Start of Block
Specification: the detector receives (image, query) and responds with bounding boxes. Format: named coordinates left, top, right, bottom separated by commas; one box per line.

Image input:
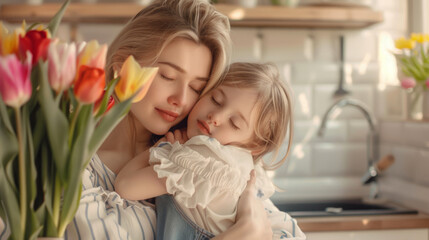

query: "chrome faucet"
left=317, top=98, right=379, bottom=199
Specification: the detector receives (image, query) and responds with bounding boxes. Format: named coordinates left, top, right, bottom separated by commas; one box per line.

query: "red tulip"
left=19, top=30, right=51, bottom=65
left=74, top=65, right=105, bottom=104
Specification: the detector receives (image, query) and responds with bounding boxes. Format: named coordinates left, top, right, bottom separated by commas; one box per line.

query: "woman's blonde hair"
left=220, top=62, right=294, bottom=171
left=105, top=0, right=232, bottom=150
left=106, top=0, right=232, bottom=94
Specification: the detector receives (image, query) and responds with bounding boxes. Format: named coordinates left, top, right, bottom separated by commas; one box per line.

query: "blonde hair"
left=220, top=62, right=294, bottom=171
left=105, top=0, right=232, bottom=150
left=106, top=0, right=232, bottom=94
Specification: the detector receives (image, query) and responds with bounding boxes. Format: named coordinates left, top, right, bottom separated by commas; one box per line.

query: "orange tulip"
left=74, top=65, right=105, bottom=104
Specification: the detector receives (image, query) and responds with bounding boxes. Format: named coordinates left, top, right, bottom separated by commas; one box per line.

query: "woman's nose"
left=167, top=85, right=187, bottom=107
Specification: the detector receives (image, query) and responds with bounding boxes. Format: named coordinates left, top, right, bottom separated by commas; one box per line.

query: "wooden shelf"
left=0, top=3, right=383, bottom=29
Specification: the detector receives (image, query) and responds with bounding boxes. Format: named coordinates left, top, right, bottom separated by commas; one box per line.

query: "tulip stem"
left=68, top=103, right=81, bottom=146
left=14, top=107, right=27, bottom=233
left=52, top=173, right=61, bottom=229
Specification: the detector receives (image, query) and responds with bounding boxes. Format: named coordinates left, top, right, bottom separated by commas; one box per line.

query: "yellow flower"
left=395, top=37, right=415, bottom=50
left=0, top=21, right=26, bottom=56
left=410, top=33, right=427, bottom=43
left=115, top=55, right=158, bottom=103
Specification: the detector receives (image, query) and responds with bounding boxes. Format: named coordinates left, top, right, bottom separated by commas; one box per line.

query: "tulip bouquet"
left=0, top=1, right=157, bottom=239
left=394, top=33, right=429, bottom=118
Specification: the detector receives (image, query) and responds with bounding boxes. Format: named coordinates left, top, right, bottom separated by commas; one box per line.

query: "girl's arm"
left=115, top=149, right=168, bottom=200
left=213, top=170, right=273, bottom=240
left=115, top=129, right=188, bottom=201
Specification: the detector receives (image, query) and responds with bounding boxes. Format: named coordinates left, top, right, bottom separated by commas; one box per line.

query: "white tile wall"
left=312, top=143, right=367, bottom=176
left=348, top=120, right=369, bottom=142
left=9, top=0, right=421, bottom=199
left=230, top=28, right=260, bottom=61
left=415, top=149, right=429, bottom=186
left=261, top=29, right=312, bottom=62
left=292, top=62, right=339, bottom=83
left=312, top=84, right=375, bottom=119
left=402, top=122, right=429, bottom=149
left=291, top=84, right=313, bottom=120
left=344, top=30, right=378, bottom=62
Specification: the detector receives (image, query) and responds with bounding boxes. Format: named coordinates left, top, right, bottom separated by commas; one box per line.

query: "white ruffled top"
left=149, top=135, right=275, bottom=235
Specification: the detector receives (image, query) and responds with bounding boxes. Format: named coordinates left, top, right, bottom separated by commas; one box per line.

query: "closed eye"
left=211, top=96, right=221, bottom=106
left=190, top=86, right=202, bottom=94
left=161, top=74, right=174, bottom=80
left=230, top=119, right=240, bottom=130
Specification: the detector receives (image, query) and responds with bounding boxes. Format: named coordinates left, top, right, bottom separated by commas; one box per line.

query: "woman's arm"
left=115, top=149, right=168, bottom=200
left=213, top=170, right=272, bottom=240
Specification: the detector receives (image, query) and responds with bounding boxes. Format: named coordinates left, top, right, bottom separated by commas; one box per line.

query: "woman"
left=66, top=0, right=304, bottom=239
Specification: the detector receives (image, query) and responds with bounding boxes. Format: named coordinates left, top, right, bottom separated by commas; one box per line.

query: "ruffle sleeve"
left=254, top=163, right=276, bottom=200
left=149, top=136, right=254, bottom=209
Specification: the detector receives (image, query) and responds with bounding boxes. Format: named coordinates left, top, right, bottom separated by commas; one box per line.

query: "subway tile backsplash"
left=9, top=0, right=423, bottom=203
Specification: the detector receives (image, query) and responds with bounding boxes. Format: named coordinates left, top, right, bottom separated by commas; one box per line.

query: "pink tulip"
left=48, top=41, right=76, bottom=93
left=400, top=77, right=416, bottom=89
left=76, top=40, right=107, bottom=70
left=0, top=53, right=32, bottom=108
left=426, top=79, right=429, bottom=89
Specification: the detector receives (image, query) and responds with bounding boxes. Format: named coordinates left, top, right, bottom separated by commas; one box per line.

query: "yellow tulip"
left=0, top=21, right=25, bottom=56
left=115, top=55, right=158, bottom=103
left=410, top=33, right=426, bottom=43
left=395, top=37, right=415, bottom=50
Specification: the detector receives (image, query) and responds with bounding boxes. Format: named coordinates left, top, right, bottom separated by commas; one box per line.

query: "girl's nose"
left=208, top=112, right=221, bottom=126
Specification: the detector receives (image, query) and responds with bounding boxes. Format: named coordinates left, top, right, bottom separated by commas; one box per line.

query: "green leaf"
End of Block
• EXERCISE DETAILS:
Write out the whole listing again, exactly, with no pictures.

• WRITTEN RESPONSE:
Specification: the detector receives (image, query) and responds with bounding boxes. Format: named coordinates left, top, right, bottom separated by commas; one box per line.

Image input:

query: "chrome faucet"
left=317, top=98, right=379, bottom=199
Specification: the detector receives (image, query) and responds with bounding boxes. Format: named coordinates left, top, right, bottom separated by commas; one box per line.

query: "red tulip"
left=19, top=30, right=51, bottom=65
left=74, top=65, right=105, bottom=104
Specification: the detector receives (image, query) and responds with bounding boxes. Format: named coordinates left, top, right, bottom separated by commas; one box per line.

query: "woman's blonde hair"
left=220, top=62, right=294, bottom=171
left=105, top=0, right=232, bottom=150
left=106, top=0, right=232, bottom=94
Specification: the detector receives (image, query) and responds with bounding boxes. Format: named coordinates left, top, right, bottom separated by commas; one box per line.

query: "blonde hair"
left=220, top=62, right=294, bottom=171
left=105, top=0, right=232, bottom=150
left=106, top=0, right=232, bottom=94
Specification: the detector receives (image, query) and responds with bounding boxes. Format: named coordinates left, top, right, bottom separated by commas; one box per line.

query: "orange tulip"
left=74, top=65, right=105, bottom=104
Specification: the detector receives (image, query) and responds with bounding boxes. Format: named coordinates left, top, right, bottom separated by commas; one box per line.

query: "woman's nose"
left=167, top=85, right=187, bottom=107
Specification: the detector receives (image, query) and responds with bounding boxes. Format: named coordinates left, top, right, bottom separated by commas; one box per line.

query: "wooden shelf"
left=0, top=3, right=383, bottom=29
Specification: the detector receives (image, query) and responds with bounding boxes. Format: named coordinates left, top, right, bottom separated by commas; one box per line.

query: "tulip stem"
left=68, top=103, right=81, bottom=146
left=14, top=107, right=27, bottom=233
left=52, top=173, right=61, bottom=229
Specification: the detector receives (image, query) and responds with bounding boxes. Format: named coordinates left, top, right, bottom separated by commas; one box per line.

query: "yellow flower"
left=395, top=37, right=415, bottom=50
left=0, top=21, right=26, bottom=56
left=410, top=33, right=427, bottom=43
left=115, top=55, right=158, bottom=103
Specification: the detector receives (image, query) and responds with bounding boxes. Format: named coordinates left, top, right, bottom separated by commas; one box per line.

query: "tulip bouquet"
left=0, top=1, right=157, bottom=239
left=394, top=33, right=429, bottom=118
Specification: the detector receives (image, query) and responds with bounding boxes. Format: named coordinates left, top, right, bottom separated by commas; one box per line.

query: "girl's arm"
left=115, top=149, right=168, bottom=200
left=213, top=170, right=273, bottom=240
left=115, top=129, right=188, bottom=201
Specification: the detector receives (image, query) and responds with bounding boxes. Format: named coordinates left, top, right, bottom separated by commas; one box per line.

query: "white tile wall"
left=312, top=143, right=367, bottom=176
left=348, top=120, right=369, bottom=142
left=9, top=0, right=421, bottom=199
left=230, top=28, right=260, bottom=61
left=415, top=149, right=429, bottom=186
left=261, top=29, right=312, bottom=62
left=292, top=62, right=339, bottom=83
left=312, top=84, right=375, bottom=119
left=402, top=122, right=429, bottom=149
left=291, top=84, right=313, bottom=120
left=344, top=30, right=378, bottom=62
Specification: the detector receives (image, query) and responds with bounding boxes. Format: named coordinates left, top, right, bottom separated by commas; one box per line.

query: "white ruffled top"
left=149, top=135, right=275, bottom=235
Specification: the detector receives (image, query) and responds with bounding boxes. Format: named coordinates left, top, right, bottom separated by commas; one box per line.

query: "closed eye"
left=211, top=96, right=221, bottom=106
left=190, top=86, right=202, bottom=94
left=161, top=74, right=174, bottom=80
left=230, top=119, right=240, bottom=130
Specification: the detector receives (image, query) and responds with bounding boxes. Format: named coordinates left, top, right, bottom separated by commas; one box per line.

query: "woman's arm"
left=115, top=149, right=168, bottom=200
left=213, top=170, right=272, bottom=240
Specification: the detector receives (image, query) and responds with bounding boxes. Format: named coordinates left, top, right, bottom separated by commas; one box per line.

query: "woman"
left=66, top=0, right=304, bottom=239
Specification: the detector receives (image, query) and responds with bounding boxes. Format: named coordinates left, top, right, bottom separated by commas; one box per line.

query: "ruffle sleeve"
left=254, top=163, right=276, bottom=200
left=149, top=136, right=254, bottom=209
Specification: the detector receives (image, query) and responds with bounding boxes. Format: named coordinates left, top, right, bottom separated by commas; one box per line.

query: "subway tile backsplash"
left=9, top=0, right=423, bottom=203
Specification: the detector receives (image, query) and responds with bounding boxes. Format: named coordinates left, top, right, bottom separated by commas; one box per line.

query: "pink tulip"
left=48, top=41, right=76, bottom=93
left=400, top=77, right=416, bottom=89
left=76, top=40, right=107, bottom=70
left=0, top=53, right=32, bottom=108
left=426, top=79, right=429, bottom=89
Specification: the detector receives (image, query) and responds with bounding boxes. Format: named coordinates left, top, right, bottom separated by commas; one box per line.

query: "yellow tulip"
left=0, top=21, right=25, bottom=56
left=115, top=55, right=158, bottom=103
left=410, top=33, right=426, bottom=43
left=395, top=37, right=415, bottom=50
Specification: the detector receives (image, query) and responds with bounding boxes. Format: named coordinates left, top, right, bottom separated by commas; one box per line.

query: "girl's nose"
left=208, top=112, right=221, bottom=126
Specification: the detector receives (image, query) and responds with bounding boxes. Format: named coordinates left, top, right, bottom separated by commas; one box per line.

query: "green leaf"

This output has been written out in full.